Text section ::
Friday night I attended a panel co-sponsored by the Stanford Business School and Law School titled, “Can Cleantech Save the Economy While Saving the Planet?”  It was held at the new Academy of Sciences Museum and an unexpected bonus was that for the first hour we were allowed to wonder the museum.  Without the usual crowds, it was wonderful–my favorite was the leafy sea horses that looked like branches of a tree.

The all-star panel was moderated by Professor Barton “Buzz” Thompson, Jr., AB ’73, MBA ’75, JD ’76, Paradise Professor of Natural Resources Law and McCarty Director of the Woods Institute for the Environment

The panel consisted of:

  • Dr. Mike Biddle , MBA Polymers, a world leader at developing technology for the recovery of high value engineering plastics from complex durable goods streams such as computers, electronics, appliances, and automobiles.
  • Sally Benson, the new director of the Global Climate and Energy Project (GCEP) at Stanford University. A hydrogeologist from Stanford’s Energy Resources Engineering Department, Benson studies how to reduce greenhouse gas emissions by capturing carbon dioxide from power plants and pumping it into deep underground formations for permanent sequestration.
  • Dan Reicher, Director of Climate Change and Energy Initiatives, His expertise includes nuclear power, nuclear weapons cleanup, renewable energy and energy efficiency.

Highlights/thoughts from the evening:

  • Green Race:  A crisis is a terrible thing to waste–lets use the current economic crisis to our advantage and take technological leadership on climate change.  We are at risk of losing the green race to China, Germany and Japan. We need tax credits to lure companies to do green manufacturing here in the US.

Directions for this task ::
Answer these questions using the cleantech panel post above:
(a) Where was the panel held?
(b) Who moderated the panel?
(c) Which three countries does the post say the US risks losing the green race to?

Given entries ::
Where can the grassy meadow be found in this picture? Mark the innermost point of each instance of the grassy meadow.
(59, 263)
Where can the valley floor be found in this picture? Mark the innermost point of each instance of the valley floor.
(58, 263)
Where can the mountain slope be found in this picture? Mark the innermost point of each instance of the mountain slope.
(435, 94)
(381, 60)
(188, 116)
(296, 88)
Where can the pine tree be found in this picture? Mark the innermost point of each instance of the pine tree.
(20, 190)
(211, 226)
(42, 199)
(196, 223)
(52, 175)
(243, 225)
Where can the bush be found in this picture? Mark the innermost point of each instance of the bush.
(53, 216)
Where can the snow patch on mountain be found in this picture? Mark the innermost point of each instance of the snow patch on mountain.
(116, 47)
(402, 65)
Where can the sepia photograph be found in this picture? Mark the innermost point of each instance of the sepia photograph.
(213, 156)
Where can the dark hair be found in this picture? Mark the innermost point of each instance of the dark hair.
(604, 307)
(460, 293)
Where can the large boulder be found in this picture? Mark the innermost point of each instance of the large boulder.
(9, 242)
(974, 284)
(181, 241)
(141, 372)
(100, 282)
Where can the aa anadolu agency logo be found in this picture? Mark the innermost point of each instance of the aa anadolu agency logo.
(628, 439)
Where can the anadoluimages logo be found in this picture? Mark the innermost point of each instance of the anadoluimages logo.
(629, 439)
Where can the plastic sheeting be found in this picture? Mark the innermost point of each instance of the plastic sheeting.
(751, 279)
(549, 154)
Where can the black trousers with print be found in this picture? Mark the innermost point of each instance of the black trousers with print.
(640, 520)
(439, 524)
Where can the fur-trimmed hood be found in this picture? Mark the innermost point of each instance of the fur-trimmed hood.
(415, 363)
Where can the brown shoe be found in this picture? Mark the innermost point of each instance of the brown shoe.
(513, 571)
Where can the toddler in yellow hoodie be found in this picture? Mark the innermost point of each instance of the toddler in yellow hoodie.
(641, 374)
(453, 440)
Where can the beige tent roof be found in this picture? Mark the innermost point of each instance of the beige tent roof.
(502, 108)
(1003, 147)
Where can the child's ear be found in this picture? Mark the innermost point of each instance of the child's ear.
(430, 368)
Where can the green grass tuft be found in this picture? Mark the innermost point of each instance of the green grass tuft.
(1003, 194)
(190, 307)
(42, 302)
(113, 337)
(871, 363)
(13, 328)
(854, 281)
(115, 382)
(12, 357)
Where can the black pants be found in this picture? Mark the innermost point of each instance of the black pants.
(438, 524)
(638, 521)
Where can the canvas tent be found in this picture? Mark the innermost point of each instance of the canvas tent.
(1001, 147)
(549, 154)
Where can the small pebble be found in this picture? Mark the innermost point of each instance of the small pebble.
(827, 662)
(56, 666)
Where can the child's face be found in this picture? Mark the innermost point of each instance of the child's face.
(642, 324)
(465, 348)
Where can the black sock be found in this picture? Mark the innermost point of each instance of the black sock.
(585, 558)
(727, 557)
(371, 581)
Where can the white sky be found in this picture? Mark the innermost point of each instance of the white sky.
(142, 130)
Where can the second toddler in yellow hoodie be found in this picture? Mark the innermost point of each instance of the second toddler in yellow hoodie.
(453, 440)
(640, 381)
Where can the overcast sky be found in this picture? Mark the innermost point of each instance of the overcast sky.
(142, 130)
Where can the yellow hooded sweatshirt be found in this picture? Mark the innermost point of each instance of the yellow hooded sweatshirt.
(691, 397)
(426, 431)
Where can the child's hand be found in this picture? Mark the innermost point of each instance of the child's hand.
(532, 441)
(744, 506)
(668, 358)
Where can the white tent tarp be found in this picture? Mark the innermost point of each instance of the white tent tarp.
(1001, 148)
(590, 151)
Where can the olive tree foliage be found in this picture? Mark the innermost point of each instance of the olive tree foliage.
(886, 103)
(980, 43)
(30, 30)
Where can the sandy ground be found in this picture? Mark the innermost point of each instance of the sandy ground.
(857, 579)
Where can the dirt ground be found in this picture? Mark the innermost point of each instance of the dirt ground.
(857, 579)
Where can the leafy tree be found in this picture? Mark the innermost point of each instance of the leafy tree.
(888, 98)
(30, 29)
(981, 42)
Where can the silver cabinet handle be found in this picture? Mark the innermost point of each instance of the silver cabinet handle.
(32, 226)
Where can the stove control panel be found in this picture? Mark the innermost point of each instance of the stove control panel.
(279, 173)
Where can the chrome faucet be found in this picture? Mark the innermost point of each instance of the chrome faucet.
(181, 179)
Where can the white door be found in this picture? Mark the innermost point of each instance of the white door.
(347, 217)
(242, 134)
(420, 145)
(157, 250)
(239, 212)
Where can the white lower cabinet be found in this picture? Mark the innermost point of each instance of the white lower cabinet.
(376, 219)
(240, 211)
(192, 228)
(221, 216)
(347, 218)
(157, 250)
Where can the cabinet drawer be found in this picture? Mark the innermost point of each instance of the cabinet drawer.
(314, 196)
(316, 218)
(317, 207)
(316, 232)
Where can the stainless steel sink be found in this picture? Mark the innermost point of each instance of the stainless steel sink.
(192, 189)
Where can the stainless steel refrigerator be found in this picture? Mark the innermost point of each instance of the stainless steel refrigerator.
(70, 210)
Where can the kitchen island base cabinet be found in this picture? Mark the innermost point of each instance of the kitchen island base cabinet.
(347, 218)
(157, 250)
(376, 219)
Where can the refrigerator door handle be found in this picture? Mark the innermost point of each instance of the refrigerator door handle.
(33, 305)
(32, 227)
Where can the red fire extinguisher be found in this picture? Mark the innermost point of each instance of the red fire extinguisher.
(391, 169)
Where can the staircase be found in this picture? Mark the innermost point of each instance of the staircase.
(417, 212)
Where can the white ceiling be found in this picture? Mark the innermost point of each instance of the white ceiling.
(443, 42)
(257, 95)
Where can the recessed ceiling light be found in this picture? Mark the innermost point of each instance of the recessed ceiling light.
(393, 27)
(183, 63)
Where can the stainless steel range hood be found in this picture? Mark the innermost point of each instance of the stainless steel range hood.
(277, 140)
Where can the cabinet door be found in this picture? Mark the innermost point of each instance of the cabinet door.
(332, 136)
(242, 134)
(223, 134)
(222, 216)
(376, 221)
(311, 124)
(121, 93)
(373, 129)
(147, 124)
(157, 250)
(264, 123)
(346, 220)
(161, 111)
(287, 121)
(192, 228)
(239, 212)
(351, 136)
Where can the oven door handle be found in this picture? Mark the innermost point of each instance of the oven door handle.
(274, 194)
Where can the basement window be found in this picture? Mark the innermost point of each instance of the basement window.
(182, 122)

Answer to this exercise ::
(a) The new Academy of Sciences Museum.
(b) Professor Barton "Buzz" Thompson, Jr.
(c) China, Germany and Japan.